▶ YOUR GOAL:
Convert the rows from their first line through the line containing "[[[43,82],[43,98],[47,97],[47,81]]]", both ends included, into a JSON list of strings with one string per line and blank lines omitted.

▶ SOURCE MATERIAL:
---
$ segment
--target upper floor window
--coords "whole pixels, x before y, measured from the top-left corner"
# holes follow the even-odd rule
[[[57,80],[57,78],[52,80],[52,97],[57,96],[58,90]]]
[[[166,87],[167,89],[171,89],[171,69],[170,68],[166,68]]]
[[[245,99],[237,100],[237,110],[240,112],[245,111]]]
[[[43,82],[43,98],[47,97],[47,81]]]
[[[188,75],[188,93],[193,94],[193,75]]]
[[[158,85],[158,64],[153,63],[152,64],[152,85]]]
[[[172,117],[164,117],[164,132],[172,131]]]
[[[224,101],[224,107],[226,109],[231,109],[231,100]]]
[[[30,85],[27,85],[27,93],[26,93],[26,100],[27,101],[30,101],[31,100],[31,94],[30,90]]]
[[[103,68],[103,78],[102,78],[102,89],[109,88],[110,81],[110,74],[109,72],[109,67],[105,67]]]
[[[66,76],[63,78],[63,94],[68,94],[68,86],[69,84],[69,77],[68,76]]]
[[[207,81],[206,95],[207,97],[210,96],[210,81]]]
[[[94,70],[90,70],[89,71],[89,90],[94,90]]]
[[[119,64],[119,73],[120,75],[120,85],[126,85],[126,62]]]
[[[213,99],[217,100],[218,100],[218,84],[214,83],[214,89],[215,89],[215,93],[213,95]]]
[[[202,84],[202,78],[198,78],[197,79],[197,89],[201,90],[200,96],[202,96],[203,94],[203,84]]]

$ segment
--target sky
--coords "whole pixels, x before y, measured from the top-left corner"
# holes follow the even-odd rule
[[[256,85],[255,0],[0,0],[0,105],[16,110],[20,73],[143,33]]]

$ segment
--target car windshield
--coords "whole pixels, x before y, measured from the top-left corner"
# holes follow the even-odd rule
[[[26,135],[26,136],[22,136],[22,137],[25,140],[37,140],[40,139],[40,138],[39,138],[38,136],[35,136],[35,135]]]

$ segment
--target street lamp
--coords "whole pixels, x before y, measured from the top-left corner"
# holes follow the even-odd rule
---
▶ RESULT OF THIS TASK:
[
  "$ segment",
  "--target upper floor window",
  "--coords \"whole pixels, x before y, measured from the top-left corner\"",
  "# holes follow the even-odd rule",
  "[[[57,80],[57,78],[52,80],[52,97],[57,96],[58,90]]]",
  "[[[166,87],[167,89],[171,89],[171,69],[170,68],[166,68]]]",
  "[[[245,99],[237,100],[237,110],[240,112],[245,111]]]",
  "[[[43,82],[43,98],[47,97],[47,81]]]"
]